Task data.
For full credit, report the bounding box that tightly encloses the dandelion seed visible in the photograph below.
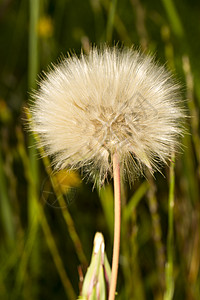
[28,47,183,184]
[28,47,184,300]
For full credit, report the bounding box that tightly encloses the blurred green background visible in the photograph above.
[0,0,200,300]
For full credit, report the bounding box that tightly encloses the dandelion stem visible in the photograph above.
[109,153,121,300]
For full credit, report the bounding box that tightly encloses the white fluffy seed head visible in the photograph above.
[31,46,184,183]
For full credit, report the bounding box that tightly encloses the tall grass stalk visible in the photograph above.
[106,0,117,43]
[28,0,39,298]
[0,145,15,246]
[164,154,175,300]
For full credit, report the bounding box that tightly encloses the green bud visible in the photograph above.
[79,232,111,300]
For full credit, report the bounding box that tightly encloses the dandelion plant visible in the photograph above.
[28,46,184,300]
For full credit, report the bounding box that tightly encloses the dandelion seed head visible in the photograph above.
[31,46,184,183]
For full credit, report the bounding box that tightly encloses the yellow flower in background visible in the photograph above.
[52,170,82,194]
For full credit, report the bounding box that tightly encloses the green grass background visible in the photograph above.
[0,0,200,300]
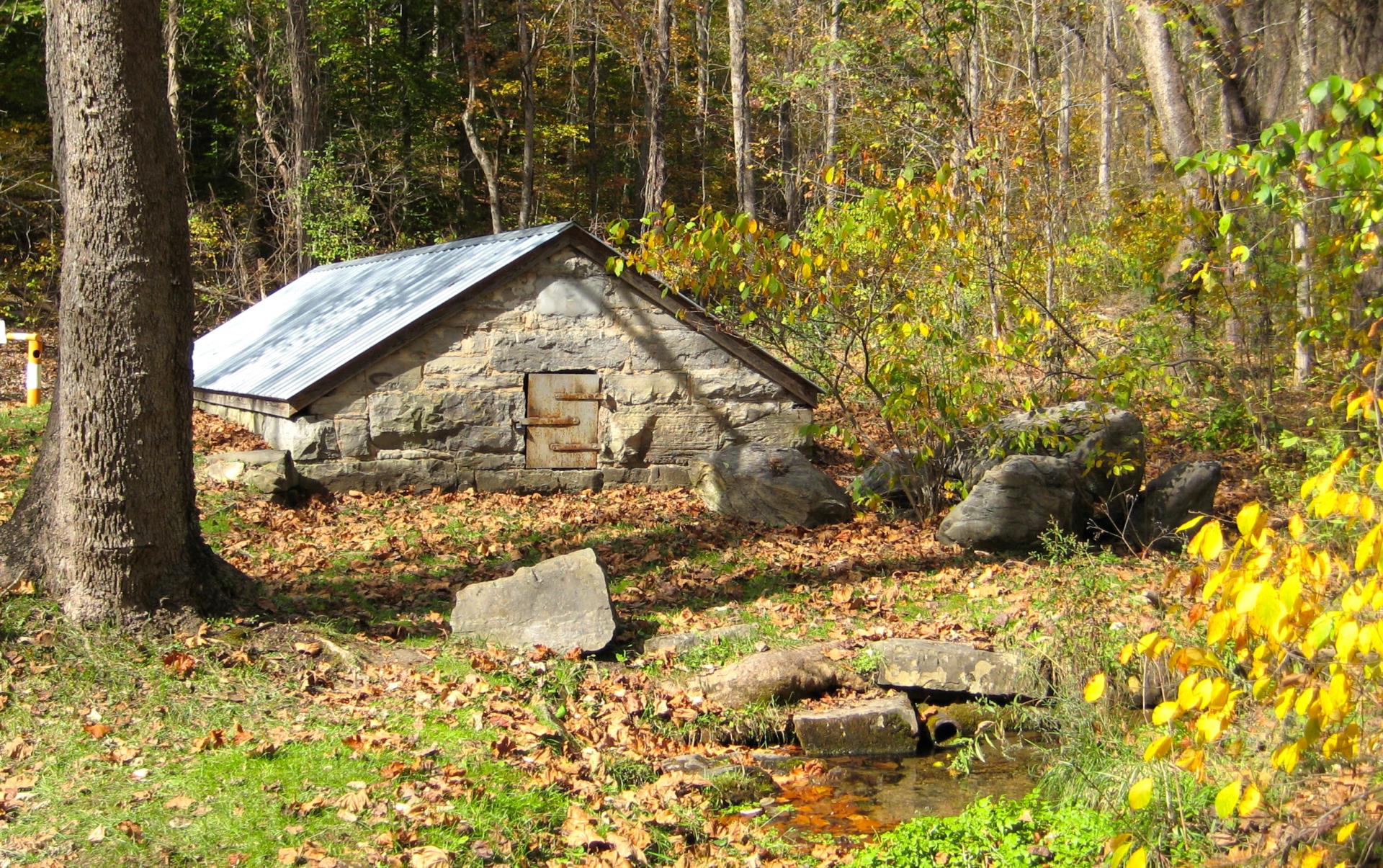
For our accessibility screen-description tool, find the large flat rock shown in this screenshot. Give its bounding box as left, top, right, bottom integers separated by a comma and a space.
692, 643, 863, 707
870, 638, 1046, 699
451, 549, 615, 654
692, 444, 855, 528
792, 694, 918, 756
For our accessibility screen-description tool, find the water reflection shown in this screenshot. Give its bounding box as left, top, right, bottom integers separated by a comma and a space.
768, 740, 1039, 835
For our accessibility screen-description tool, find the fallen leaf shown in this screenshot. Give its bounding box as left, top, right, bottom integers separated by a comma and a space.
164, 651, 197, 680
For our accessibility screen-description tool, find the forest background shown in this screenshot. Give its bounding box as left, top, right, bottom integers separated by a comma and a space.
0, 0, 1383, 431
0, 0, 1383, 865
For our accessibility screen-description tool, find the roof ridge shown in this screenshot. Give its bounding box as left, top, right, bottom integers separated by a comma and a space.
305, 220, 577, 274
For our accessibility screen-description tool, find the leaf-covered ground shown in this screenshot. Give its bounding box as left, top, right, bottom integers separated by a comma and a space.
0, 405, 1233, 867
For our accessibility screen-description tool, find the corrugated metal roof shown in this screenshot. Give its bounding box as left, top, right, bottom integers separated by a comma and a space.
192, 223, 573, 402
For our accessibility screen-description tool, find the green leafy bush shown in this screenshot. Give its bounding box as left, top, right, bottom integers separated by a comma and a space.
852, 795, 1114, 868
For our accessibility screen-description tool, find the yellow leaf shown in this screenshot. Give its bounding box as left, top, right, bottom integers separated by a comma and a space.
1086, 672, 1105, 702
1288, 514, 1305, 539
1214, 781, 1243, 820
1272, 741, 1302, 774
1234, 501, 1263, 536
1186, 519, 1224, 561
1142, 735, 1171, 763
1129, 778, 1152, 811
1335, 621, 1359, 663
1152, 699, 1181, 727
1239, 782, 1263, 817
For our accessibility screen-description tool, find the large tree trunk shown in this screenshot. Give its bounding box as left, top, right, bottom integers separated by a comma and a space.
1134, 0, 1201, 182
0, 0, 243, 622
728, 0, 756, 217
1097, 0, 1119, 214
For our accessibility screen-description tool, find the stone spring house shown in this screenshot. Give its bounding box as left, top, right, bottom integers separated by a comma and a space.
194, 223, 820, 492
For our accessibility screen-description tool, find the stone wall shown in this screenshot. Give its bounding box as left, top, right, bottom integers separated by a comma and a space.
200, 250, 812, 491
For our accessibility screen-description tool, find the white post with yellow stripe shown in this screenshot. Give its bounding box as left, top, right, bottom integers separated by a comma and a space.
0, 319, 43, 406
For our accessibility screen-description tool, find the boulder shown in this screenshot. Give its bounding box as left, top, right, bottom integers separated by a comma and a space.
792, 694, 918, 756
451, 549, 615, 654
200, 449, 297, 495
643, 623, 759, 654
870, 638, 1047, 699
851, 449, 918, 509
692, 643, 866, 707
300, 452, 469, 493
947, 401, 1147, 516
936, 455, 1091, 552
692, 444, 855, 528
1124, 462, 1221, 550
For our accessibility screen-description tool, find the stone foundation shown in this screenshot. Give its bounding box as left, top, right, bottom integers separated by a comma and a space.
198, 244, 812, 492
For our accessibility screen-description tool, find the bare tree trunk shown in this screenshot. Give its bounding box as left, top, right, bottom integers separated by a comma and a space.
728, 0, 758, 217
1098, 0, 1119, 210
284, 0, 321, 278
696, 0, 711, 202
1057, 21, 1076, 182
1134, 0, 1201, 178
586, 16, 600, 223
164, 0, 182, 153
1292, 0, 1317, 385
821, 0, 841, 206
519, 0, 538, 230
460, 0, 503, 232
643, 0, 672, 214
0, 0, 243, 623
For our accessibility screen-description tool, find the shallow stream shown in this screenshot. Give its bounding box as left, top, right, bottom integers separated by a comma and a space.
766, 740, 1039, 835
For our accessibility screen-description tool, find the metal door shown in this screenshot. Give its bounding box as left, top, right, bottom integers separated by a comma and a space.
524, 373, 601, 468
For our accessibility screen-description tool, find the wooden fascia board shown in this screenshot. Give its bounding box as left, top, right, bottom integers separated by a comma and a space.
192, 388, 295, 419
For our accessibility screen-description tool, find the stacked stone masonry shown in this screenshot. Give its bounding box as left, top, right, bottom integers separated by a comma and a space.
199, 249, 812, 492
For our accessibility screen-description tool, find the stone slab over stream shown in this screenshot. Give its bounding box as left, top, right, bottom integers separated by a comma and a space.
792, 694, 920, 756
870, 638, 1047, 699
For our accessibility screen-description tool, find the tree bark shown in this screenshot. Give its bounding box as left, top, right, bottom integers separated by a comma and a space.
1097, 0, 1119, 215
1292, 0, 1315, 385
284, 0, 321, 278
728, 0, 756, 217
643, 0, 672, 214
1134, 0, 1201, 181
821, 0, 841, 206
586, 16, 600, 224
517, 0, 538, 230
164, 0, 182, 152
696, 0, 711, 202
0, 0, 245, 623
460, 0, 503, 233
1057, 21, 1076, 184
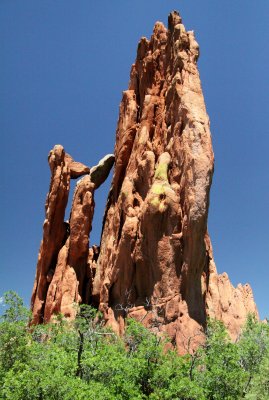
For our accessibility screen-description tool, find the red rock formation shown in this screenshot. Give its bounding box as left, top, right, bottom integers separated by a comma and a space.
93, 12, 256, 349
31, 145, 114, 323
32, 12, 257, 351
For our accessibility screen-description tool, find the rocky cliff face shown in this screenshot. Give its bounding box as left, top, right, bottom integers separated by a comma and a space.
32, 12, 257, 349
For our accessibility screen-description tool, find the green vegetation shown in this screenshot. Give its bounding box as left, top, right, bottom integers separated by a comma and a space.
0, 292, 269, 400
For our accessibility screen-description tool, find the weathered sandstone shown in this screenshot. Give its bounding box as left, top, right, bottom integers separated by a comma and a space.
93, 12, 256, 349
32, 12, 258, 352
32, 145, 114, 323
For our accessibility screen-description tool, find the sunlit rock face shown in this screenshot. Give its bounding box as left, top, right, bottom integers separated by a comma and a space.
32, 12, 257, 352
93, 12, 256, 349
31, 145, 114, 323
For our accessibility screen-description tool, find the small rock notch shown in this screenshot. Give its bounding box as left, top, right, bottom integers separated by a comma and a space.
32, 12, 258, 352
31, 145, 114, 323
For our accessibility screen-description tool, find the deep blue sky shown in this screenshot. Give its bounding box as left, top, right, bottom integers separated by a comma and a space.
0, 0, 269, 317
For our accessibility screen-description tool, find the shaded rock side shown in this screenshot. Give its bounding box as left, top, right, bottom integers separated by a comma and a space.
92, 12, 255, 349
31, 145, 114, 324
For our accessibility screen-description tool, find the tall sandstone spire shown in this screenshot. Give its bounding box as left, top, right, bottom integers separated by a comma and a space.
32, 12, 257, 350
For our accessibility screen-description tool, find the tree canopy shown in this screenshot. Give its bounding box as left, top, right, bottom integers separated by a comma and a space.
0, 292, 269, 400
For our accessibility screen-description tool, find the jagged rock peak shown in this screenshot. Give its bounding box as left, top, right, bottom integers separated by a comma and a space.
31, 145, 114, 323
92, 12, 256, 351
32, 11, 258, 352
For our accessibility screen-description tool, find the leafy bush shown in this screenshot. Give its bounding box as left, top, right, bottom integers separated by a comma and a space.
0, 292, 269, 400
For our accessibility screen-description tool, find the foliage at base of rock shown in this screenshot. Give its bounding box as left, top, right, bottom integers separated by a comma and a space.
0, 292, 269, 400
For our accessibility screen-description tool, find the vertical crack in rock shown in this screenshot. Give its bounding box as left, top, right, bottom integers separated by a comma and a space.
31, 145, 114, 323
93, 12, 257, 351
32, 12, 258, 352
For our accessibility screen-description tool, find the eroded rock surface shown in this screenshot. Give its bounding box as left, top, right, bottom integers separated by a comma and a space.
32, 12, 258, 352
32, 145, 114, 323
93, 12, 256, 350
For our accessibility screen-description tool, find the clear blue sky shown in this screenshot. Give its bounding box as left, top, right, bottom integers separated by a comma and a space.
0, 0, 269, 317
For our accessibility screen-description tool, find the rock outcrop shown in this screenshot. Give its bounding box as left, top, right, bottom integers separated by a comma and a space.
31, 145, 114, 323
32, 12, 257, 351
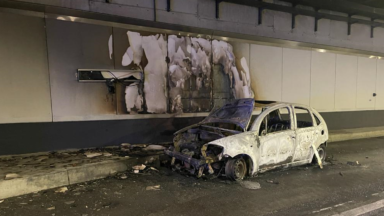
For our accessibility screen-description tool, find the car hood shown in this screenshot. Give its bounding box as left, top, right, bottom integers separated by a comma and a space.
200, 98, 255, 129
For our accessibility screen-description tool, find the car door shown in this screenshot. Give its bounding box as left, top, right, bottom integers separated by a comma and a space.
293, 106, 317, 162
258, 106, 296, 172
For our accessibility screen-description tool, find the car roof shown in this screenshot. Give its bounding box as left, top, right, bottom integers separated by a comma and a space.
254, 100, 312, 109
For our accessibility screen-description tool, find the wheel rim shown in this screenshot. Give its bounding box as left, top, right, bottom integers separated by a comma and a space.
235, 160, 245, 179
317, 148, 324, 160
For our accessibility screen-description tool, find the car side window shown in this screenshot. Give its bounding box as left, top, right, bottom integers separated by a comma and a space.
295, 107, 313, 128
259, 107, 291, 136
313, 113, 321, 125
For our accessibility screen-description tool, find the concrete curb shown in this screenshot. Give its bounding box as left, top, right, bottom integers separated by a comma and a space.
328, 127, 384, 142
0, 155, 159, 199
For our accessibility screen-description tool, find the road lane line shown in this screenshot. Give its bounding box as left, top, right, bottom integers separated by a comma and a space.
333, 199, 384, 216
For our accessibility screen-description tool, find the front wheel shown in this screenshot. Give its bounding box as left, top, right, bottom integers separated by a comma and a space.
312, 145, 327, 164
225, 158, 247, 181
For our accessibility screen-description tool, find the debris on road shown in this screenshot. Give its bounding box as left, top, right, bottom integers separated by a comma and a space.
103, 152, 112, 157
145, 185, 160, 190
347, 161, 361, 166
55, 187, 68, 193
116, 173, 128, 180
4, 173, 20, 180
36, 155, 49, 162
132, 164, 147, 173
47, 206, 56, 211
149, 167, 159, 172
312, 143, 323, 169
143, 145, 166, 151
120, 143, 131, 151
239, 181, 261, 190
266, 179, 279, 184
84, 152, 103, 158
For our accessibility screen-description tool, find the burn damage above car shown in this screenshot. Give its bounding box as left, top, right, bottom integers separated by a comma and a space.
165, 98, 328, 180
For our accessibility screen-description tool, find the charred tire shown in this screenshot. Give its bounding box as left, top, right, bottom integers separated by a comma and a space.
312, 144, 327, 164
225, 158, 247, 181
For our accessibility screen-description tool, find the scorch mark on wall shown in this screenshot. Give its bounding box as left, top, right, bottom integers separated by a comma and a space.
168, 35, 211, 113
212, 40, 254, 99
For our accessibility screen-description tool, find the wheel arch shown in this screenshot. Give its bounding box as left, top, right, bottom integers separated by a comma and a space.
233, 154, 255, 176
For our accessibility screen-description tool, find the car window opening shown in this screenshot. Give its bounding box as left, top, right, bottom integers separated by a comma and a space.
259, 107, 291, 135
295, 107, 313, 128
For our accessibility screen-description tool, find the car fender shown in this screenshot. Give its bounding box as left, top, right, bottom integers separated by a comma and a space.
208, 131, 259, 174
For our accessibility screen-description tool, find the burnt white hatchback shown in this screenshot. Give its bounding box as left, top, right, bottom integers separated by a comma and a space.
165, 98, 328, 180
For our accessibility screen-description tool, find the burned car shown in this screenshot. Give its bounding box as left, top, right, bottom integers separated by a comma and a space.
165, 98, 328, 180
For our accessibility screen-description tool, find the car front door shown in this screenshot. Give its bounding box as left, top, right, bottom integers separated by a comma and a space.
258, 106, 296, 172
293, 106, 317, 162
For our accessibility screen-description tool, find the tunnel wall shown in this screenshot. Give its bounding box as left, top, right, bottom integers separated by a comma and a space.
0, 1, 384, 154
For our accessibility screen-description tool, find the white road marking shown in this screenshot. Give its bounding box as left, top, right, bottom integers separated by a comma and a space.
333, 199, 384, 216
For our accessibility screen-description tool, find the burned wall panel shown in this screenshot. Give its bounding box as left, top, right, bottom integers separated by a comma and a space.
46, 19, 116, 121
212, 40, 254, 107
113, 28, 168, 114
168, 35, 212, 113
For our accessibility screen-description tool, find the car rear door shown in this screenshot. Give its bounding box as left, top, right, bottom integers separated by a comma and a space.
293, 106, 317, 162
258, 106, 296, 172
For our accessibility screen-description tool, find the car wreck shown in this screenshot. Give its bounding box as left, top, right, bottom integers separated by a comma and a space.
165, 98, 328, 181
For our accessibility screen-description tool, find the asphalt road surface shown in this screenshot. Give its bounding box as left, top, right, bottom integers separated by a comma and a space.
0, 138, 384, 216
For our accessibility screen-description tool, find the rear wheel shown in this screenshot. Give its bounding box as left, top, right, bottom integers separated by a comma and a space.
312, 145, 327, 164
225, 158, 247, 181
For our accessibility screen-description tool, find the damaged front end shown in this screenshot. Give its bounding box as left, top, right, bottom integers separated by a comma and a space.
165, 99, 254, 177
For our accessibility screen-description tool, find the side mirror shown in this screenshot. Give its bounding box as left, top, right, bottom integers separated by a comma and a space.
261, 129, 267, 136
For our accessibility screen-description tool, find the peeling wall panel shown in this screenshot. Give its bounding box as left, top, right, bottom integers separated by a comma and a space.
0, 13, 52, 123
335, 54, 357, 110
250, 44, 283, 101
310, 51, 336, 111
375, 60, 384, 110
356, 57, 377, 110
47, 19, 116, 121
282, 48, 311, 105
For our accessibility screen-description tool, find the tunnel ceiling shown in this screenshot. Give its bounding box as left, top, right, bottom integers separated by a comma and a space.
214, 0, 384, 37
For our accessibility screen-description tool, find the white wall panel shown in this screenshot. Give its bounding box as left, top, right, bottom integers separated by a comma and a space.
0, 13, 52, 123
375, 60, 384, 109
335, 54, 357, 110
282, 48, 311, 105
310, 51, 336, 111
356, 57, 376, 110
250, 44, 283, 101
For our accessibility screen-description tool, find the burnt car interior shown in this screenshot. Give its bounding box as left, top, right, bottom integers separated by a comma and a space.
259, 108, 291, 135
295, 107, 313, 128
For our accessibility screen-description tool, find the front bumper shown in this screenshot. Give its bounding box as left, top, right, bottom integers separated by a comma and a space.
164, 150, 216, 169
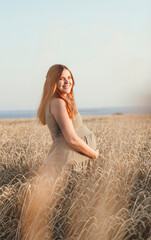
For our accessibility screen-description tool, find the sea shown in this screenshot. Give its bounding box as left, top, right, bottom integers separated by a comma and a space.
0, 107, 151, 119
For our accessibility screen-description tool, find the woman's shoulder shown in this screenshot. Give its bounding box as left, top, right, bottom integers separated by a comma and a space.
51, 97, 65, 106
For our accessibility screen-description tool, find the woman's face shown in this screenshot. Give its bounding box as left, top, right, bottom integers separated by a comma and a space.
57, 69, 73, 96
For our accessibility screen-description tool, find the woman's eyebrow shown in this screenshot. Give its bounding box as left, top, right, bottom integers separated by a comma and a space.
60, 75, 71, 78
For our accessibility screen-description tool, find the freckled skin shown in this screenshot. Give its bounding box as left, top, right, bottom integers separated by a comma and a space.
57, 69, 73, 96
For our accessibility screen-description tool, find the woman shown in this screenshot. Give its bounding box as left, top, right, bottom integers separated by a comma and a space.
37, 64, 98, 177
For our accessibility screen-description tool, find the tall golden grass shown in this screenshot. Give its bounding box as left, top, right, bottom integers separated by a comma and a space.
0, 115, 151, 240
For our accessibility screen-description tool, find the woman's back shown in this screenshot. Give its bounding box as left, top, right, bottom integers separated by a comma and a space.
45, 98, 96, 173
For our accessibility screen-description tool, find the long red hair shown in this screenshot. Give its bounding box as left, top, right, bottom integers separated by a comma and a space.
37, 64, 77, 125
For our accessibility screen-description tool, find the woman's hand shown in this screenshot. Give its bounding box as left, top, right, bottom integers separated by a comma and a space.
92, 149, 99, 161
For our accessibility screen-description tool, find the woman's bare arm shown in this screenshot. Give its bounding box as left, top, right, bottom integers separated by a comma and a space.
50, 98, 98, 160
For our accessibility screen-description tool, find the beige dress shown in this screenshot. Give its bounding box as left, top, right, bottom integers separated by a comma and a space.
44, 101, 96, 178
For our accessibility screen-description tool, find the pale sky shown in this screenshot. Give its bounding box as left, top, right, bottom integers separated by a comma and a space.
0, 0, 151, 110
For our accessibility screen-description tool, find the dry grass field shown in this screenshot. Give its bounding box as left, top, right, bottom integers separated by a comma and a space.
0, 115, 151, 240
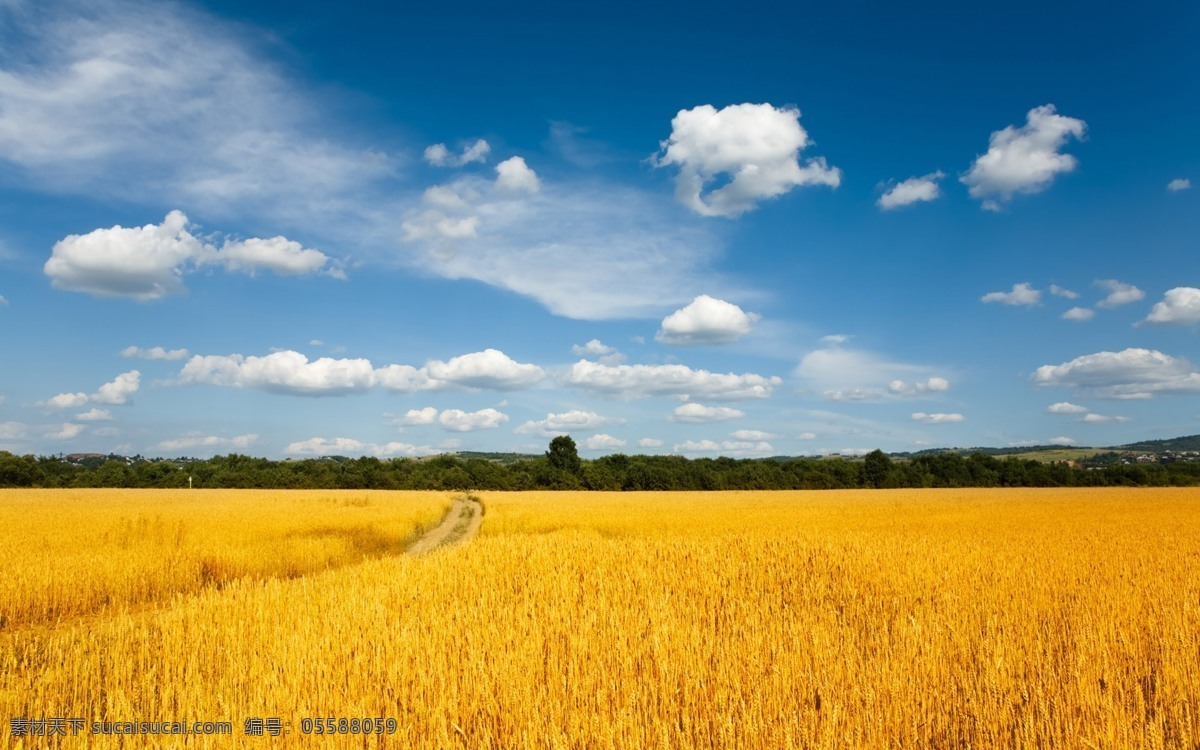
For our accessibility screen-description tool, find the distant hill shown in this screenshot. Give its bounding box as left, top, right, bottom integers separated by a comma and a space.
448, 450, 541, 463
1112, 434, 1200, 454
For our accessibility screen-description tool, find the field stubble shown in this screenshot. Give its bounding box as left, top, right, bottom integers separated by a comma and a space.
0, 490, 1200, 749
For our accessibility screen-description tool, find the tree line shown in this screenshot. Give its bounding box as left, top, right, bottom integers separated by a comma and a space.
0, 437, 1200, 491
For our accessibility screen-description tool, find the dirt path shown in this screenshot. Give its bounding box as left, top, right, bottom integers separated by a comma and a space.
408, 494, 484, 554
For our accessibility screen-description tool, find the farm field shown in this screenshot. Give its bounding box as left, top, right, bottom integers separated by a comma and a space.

Set task.
Write out, word for word, the lines above from the one containing "For our accessibility screen-description tool, find the concrete" up to and including the one containing "0, 155, 159, 199".

Task answer.
For our accessibility screen-description tool, find the concrete curb shown in this screenshot. Give its bounding box as left, top, right, bottom integers separated by a comma and a space.
328, 127, 384, 142
0, 155, 159, 199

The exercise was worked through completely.